**Listed records**.
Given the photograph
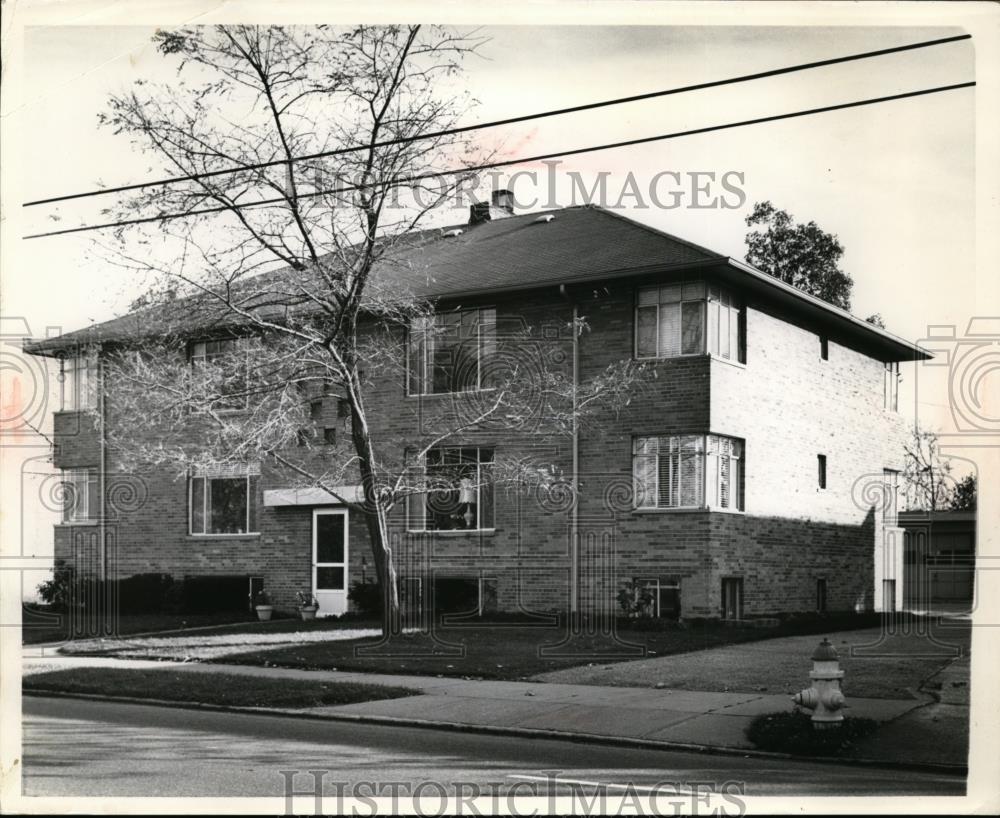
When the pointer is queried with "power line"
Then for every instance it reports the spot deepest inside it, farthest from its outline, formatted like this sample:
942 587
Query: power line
507 162
509 121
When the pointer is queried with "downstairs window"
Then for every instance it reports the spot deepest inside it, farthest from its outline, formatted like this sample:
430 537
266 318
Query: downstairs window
223 501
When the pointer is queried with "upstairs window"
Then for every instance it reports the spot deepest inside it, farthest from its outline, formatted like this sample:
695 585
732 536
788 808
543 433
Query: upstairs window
890 499
229 356
223 501
79 382
688 471
459 491
688 318
80 495
447 351
890 386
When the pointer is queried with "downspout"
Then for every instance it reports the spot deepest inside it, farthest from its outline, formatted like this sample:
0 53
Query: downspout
574 525
102 519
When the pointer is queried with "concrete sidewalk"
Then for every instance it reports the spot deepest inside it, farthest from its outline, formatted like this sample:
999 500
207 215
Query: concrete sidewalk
681 717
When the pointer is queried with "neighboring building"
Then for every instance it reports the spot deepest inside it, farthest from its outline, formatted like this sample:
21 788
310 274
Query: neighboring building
733 487
939 560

**The request**.
Change every occurrence of "pointer" to "locator" throughout all of the records above and reproduce the lines with no other alterations. Leave the pictures out of your answer.

**Output of the task**.
Given the photograph
When the locator is queried with "power line"
Then for every instance it reports the spot deepest inside it, farthest from its outline, formatted like this sample:
942 587
Query: power line
507 162
509 121
When the locator is queried with "downstairs window"
Then for every instance it reports the spot deepest inside it, farthest from its outline, formatted like this sample:
430 537
266 318
Query: downstairs window
223 501
When the locator is queried with "upstairs window"
Then for every instance it reports the spot deepest inside it, farthest from its outline, formatted like this sample:
695 585
732 536
788 808
543 433
Query: upstairs window
890 499
229 356
223 501
79 382
688 471
459 491
688 318
80 495
447 351
890 386
When the locator is queried with "downspout"
Then for every instance it reports the spot deepest inside it, farthest from its outline, formatted like this sample:
0 53
Query: downspout
574 525
102 519
When the locator is queried with "concrete sidewalk"
Then for every instance it reports the spot deepest inside it, farthest from its outline, formatted like this sample:
999 500
207 215
Query: concrete sidewalk
681 717
When the locator is queried with "neighboring building"
Then for every instance it reports the spot deepest inside it, farthest from its outline, formatted like this sample:
21 788
310 274
Query: neighboring building
733 487
939 560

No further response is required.